§ **Records for this task**:
START
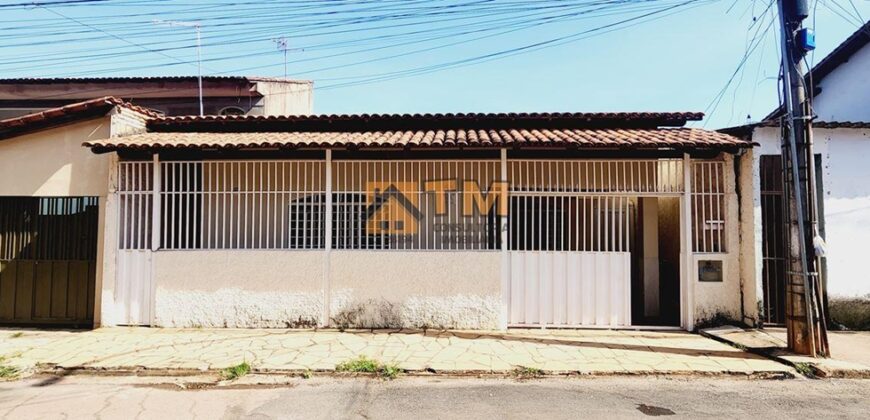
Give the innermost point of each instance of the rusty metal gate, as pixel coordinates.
(48, 250)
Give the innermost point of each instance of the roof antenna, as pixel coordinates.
(196, 26)
(282, 45)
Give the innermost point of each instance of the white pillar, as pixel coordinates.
(687, 289)
(156, 228)
(505, 255)
(327, 292)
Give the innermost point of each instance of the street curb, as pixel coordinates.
(186, 372)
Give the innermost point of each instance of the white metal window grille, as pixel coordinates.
(135, 195)
(243, 204)
(414, 205)
(616, 177)
(561, 222)
(708, 206)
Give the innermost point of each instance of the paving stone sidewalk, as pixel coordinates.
(553, 351)
(850, 356)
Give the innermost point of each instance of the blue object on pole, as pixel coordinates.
(806, 39)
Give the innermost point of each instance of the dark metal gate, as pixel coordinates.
(48, 249)
(773, 240)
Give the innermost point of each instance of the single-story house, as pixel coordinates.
(476, 221)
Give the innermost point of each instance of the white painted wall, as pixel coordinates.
(845, 91)
(845, 176)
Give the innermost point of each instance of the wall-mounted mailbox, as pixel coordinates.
(710, 270)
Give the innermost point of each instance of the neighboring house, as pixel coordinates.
(53, 210)
(841, 136)
(169, 95)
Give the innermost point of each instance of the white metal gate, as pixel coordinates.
(134, 285)
(570, 229)
(134, 290)
(570, 289)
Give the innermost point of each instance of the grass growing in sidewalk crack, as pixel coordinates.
(525, 372)
(805, 369)
(235, 372)
(7, 372)
(363, 364)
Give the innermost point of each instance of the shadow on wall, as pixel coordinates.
(851, 313)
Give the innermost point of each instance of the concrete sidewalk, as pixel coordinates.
(850, 350)
(553, 351)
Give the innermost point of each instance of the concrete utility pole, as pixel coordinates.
(805, 318)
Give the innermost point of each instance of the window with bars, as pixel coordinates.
(570, 205)
(708, 207)
(414, 205)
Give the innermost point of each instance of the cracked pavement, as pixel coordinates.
(553, 351)
(75, 397)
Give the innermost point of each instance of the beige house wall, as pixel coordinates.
(53, 163)
(238, 288)
(285, 289)
(422, 289)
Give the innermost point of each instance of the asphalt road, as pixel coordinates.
(434, 398)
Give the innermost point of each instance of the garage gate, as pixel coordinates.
(48, 250)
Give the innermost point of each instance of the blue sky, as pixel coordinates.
(677, 60)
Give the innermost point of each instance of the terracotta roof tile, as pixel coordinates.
(579, 138)
(52, 117)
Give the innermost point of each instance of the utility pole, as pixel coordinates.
(197, 27)
(805, 319)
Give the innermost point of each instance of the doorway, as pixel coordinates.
(655, 263)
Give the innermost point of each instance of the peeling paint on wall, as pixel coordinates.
(418, 312)
(236, 308)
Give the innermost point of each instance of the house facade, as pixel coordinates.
(52, 211)
(472, 221)
(168, 95)
(841, 137)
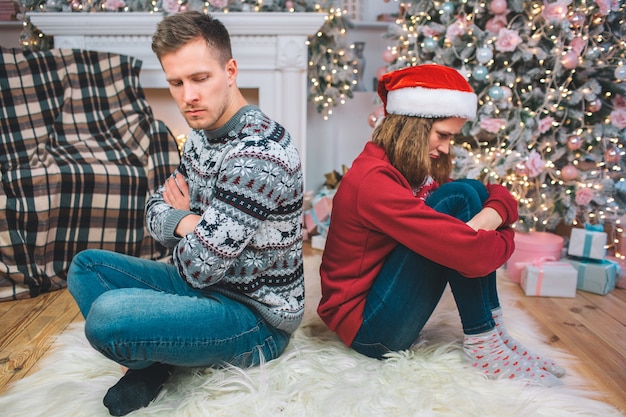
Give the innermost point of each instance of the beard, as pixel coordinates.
(209, 120)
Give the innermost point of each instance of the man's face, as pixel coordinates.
(201, 86)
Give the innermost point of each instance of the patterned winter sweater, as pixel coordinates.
(245, 180)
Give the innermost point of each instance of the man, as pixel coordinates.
(232, 214)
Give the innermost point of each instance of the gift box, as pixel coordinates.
(532, 247)
(589, 243)
(595, 276)
(549, 279)
(318, 214)
(620, 278)
(318, 242)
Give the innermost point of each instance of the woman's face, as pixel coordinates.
(442, 133)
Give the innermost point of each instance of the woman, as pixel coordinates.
(401, 230)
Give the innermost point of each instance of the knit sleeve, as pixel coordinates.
(252, 182)
(162, 219)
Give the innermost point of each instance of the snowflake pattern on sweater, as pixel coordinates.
(245, 180)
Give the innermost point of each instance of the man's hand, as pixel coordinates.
(176, 192)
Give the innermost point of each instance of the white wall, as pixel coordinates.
(331, 143)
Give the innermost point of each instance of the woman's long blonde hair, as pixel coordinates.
(405, 140)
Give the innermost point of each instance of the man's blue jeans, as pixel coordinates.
(139, 312)
(409, 286)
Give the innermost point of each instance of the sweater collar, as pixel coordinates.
(232, 127)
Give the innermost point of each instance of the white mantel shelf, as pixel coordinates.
(270, 49)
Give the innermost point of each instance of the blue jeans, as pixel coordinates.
(139, 312)
(409, 286)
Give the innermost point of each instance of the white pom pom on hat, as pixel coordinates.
(429, 91)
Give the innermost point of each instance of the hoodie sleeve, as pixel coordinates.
(501, 200)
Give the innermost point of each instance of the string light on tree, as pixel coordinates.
(549, 75)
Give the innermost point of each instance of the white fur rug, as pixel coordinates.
(316, 377)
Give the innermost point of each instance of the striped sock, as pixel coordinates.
(541, 362)
(487, 352)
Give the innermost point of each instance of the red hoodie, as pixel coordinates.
(374, 210)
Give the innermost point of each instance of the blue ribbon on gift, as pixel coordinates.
(590, 230)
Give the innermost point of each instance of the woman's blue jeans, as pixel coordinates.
(409, 286)
(139, 312)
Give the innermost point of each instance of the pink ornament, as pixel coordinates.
(521, 169)
(612, 155)
(506, 92)
(375, 116)
(498, 6)
(372, 119)
(388, 56)
(577, 20)
(574, 142)
(594, 106)
(569, 60)
(381, 71)
(569, 172)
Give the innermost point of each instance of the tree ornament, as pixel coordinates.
(569, 173)
(496, 92)
(389, 56)
(612, 155)
(480, 72)
(484, 54)
(577, 20)
(498, 6)
(430, 44)
(594, 106)
(506, 92)
(574, 142)
(569, 60)
(381, 71)
(375, 116)
(447, 8)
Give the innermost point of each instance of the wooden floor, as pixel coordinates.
(590, 327)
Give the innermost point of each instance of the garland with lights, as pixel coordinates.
(331, 66)
(550, 78)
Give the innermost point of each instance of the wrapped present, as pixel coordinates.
(318, 242)
(620, 279)
(589, 243)
(595, 276)
(318, 214)
(549, 279)
(532, 247)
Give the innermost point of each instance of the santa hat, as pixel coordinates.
(429, 91)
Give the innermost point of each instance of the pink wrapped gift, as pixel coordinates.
(531, 247)
(549, 279)
(318, 214)
(620, 279)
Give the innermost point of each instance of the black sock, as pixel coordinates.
(136, 389)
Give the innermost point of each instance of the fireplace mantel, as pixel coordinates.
(270, 49)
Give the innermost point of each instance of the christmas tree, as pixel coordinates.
(550, 79)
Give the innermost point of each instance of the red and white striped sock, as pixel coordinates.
(541, 362)
(487, 352)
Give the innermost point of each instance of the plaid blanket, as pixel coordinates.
(80, 152)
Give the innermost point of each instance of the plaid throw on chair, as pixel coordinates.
(80, 152)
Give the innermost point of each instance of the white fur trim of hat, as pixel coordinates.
(429, 90)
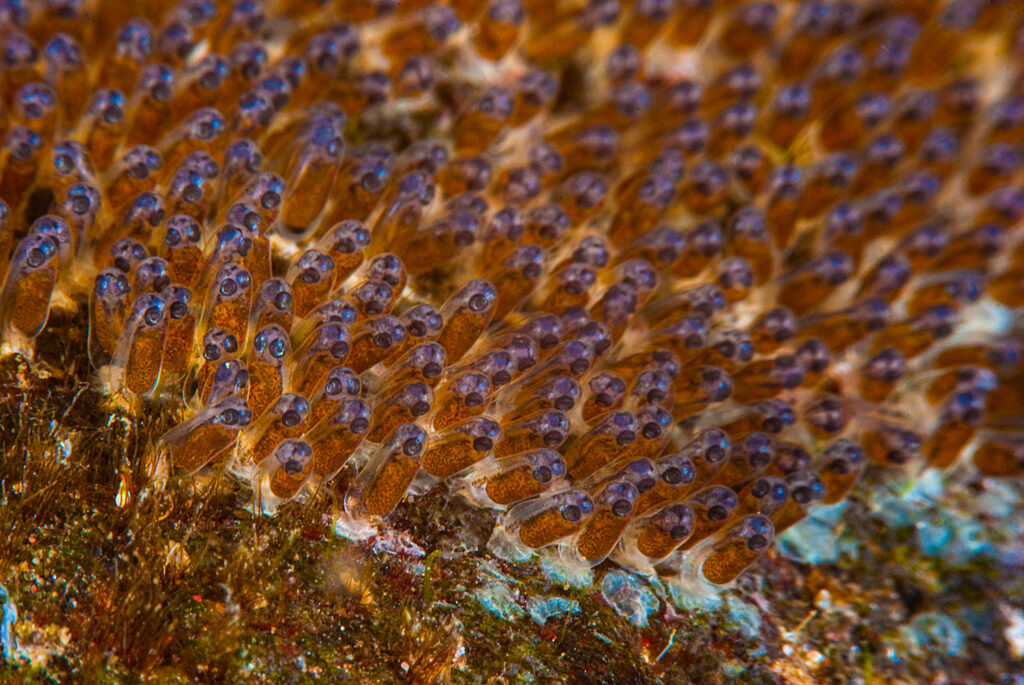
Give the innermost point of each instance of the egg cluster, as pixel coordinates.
(651, 277)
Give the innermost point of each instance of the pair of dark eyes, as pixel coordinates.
(173, 237)
(336, 387)
(275, 346)
(233, 417)
(212, 352)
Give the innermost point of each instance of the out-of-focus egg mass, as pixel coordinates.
(649, 280)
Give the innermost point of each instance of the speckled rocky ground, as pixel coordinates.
(113, 587)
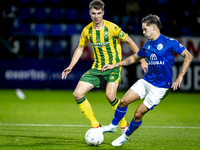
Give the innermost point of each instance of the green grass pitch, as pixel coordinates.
(51, 119)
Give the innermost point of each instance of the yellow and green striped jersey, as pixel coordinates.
(105, 43)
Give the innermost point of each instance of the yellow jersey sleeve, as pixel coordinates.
(83, 42)
(119, 33)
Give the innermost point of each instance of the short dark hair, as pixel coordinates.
(97, 4)
(152, 19)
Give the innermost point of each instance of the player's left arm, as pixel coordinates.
(186, 63)
(128, 61)
(135, 49)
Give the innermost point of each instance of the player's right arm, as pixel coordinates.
(77, 54)
(128, 61)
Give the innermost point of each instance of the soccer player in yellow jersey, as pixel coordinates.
(105, 39)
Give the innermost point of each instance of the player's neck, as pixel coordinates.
(98, 26)
(156, 35)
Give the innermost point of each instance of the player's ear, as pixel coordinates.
(154, 27)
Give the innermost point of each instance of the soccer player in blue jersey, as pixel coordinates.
(155, 85)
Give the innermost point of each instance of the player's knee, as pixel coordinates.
(77, 95)
(123, 103)
(137, 116)
(110, 97)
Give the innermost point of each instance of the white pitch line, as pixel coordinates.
(57, 125)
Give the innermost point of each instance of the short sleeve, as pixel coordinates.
(141, 53)
(83, 39)
(177, 47)
(119, 33)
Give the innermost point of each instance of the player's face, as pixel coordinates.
(148, 31)
(96, 15)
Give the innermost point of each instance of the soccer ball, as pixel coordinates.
(94, 137)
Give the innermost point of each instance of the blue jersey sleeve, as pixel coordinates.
(178, 47)
(141, 53)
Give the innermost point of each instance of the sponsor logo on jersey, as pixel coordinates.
(154, 61)
(159, 46)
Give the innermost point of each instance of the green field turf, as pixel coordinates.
(50, 119)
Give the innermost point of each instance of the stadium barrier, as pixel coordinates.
(46, 74)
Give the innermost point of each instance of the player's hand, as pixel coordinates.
(177, 83)
(66, 72)
(107, 67)
(144, 66)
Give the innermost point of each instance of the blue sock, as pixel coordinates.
(119, 114)
(133, 126)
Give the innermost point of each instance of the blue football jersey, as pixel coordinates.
(160, 58)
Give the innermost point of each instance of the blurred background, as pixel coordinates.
(38, 37)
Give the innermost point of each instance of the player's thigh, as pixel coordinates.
(81, 89)
(111, 90)
(129, 97)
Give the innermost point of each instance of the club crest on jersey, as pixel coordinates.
(160, 46)
(154, 60)
(105, 34)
END
Beginning at the line that holds "knee, as pixel coordinates.", write out word for word each line through the end of the records.

§ **Correct output**:
Give the innermost point of each instance of the player's knee, as pixel coordinates.
(77, 95)
(123, 103)
(137, 116)
(110, 97)
Give the innermost point of each instance of the white pitch line, as pixel coordinates.
(57, 125)
Give the innermost point of each instance of the short sleeve, as pixel coordinates.
(141, 53)
(83, 39)
(177, 47)
(119, 33)
Give the innermost point of each instance of the player's face, as pixel coordinates.
(148, 31)
(96, 15)
Give the innermost point of each instance of the soccer ball, as pixel coordinates.
(94, 137)
Give the innermost point of each instance of the blue jersey sleeve, as pixel coordinates.
(178, 47)
(141, 53)
Give the innermost point of each instance of the sponsor logo on jersey, as pixel coordinates.
(154, 61)
(159, 46)
Give the innermost point of each instance of the green field turf, as pixel coordinates.
(50, 119)
Give the innermost point of each instance of the stadium barrier, as pixel coordinates.
(46, 74)
Give the innermost point of each instance of the player's hand, as pixel coordinates.
(177, 83)
(66, 72)
(107, 67)
(144, 66)
Give the innermost point of each instance of the blue sock, as pixel coordinates.
(119, 114)
(133, 126)
Give the innermost point of each instance of the blue football jersey, as pixel coordinates.
(160, 58)
Give the innermost point of each instance of the blurred background, as pixel coordinates.
(38, 37)
Give the innermost point of each instance of the player's thigh, as pixel coordinates.
(81, 89)
(111, 90)
(129, 97)
Give the innermost point of each instance of the club crest on jersey, as pixel coordinates.
(160, 46)
(154, 60)
(105, 34)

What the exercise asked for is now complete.